─── Exercise inputs ───
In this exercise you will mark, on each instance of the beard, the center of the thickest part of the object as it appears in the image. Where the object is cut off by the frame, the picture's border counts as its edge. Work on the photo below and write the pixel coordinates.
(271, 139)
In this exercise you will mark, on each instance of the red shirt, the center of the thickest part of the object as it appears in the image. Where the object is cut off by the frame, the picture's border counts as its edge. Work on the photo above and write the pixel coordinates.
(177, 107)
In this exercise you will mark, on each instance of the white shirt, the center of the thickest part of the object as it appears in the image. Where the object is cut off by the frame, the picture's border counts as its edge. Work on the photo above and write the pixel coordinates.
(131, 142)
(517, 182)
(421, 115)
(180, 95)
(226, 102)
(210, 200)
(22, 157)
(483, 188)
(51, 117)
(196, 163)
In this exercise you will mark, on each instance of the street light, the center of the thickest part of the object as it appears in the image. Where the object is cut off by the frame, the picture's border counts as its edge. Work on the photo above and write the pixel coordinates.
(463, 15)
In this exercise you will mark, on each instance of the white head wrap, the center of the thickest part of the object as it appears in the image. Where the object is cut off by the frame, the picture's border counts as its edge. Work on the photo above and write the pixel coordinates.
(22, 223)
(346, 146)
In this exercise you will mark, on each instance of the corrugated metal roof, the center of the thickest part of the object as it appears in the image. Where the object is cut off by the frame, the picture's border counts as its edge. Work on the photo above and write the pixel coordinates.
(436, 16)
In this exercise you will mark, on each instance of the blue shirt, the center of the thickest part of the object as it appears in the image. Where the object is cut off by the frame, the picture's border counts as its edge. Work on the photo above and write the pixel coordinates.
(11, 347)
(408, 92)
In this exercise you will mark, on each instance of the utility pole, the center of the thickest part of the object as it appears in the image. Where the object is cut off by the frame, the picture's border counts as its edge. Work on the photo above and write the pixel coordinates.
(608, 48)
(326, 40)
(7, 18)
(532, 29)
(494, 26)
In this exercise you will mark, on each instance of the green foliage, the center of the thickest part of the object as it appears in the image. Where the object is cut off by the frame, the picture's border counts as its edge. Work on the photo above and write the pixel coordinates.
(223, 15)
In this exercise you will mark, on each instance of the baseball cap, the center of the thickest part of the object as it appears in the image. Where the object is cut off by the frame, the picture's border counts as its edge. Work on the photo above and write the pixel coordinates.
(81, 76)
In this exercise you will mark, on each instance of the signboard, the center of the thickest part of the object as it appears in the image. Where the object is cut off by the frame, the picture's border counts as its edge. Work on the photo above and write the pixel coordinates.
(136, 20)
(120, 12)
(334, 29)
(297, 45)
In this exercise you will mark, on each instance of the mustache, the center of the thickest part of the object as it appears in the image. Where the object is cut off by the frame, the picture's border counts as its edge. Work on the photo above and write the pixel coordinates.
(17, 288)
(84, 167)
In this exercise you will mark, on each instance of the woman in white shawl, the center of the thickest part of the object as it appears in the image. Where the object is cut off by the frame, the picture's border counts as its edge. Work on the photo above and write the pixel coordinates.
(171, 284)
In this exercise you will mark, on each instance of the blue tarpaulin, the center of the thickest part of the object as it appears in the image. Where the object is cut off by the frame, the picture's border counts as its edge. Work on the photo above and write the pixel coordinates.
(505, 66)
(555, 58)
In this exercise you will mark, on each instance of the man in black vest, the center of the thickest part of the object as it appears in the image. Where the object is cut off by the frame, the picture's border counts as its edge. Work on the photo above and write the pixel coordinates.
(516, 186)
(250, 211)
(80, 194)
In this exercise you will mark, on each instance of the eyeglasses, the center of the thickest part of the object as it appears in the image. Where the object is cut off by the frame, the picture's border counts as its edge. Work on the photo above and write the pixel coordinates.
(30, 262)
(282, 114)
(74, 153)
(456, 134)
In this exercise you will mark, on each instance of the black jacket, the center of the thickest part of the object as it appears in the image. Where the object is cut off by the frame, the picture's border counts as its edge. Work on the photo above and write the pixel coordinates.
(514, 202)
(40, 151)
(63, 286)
───
→ **Description of the task**
Your reply should contain each entry, copied without alteration.

→ **Reply**
In this exercise you will mark, on each instance of the beard, the center of the thickest part of the object as it appears in the image. Where the object is cut off by the frame, the picture's border counts as its edge. Work on the photo below and write the pixel coordinates.
(271, 139)
In this exercise you will mark, on each instance of the red shirt, the center of the thickest part of the object as it appears in the image. Where the object is cut off by the frame, the picture's border counts as its edge. Work on the photo above and write the pixel coordinates.
(177, 107)
In this exercise you will mark, on each instance of the white shirt, the center of the thickest part of the object as it appears in the image. Where the object is cut off by the frame, the picture's border counts as its edge. Work on the photo above and write the pixel coordinates.
(131, 142)
(517, 182)
(421, 115)
(180, 95)
(226, 102)
(210, 200)
(22, 157)
(483, 188)
(51, 117)
(196, 163)
In this exercise you will mark, on each instance of the street light, the center of the thickest part of the object as it appears in the image. Where the object is cut off by the frame, the picture's border counts as its edge. Work on the photo above and write the pixel coordinates.
(463, 15)
In this exercise you will mark, on each instance of the white head wrap, the center of the thickest part of the object as it appears in the image. Where the object is cut off by the frame, the picture's border counts as its edge. Work on the photo above and write the pixel coordinates.
(22, 223)
(346, 146)
In this exercise you will mark, on each instance of the corrugated metal roof, the center of the thickest part of the object as it appears in the image. Where the object is cut off by the frame, the picture's border counts as its edge. Work on the photo above and write the pixel coordinates.
(436, 16)
In this exercise you will mark, on each instance of the blue shirt, the center of the thickest part of the object as it appears in the image. Where the object is cut off by the frame, the picture's border counts as its edge. Work on the photo above and write the pixel coordinates.
(11, 347)
(408, 92)
In this exercise you will mark, on each instance of the utility pole, the center of the thickest part of the object as it appears in the image. Where the object is cut off by the frame, the picture's border counts as its edge. Work on the photo above and write the pixel coordinates.
(608, 48)
(326, 40)
(7, 18)
(532, 29)
(494, 26)
In this exercise you will mark, on each instance of the green foliage, the center of the thickest part of the object as it appears in the image. Where the object is cut off by the frame, the picture's border counts as its edge. Work on the photo above and write the pixel coordinates.
(223, 15)
In this exercise you will mark, on each instance of the baseball cap, the center of the thickest part of the object as it appears in the image. Where the object is cut off by the frame, the picture's border counts as its edge. Work on the photo above and write the pixel coordinates.
(81, 76)
In this exercise you will mark, on each instance of the signboard, the center of the thickest part of the object as it appears in the image. Where the object is cut off by the frame, the picture's border counts as its edge. Work on the photo above and write the pixel coordinates.
(136, 20)
(120, 12)
(334, 29)
(297, 45)
In this exercise you will mark, on each instance of the mustache, the center of the thickest part of the object as it appears in the image. Where the object is cut off by the frame, the picture's border counts as its edge. Work on the photo above and write the pixel coordinates.
(17, 288)
(84, 167)
In this exercise you will mark, on each instance of the woman in white shawl, the center of the thickest part of the object as it appears in the image. Where the object is cut off by the frame, the picture's border counts as its edge. Work on the photo above and write the pixel coordinates.
(171, 284)
In this exercise you will mark, on each instance of the blue tarpaulin, the center of the thickest part of the object as it appears in the image. Where the object is cut off by the frame, the picture's border counts as its edge. Work on the photo above and write the pixel coordinates.
(505, 66)
(555, 58)
In this exercise you will mark, on each instance of the man in black vest, the center of the thickest part of the object as it appears in the image. Where the object is cut off by the frame, the picture's border counts as its edge. Work on the photo above and write the pixel coordinates.
(516, 186)
(250, 211)
(80, 194)
In this exercise you will mark, on each instance of the eyeglasses, the center of the thickest part of the object as it appears in the image. Where the object is cut off by the frame, the picture's border counts as its edge. Work on the photo above and write the pixel coordinates.
(30, 262)
(282, 114)
(74, 153)
(456, 134)
In this exercise you will mark, on each instance of the black jacket, the center of the thickest part of the object as it appears in the image. Where the object is cut off by the frame, the picture's border counts as its edge. Work on the photo above and write the pixel coordinates.
(514, 202)
(40, 151)
(63, 286)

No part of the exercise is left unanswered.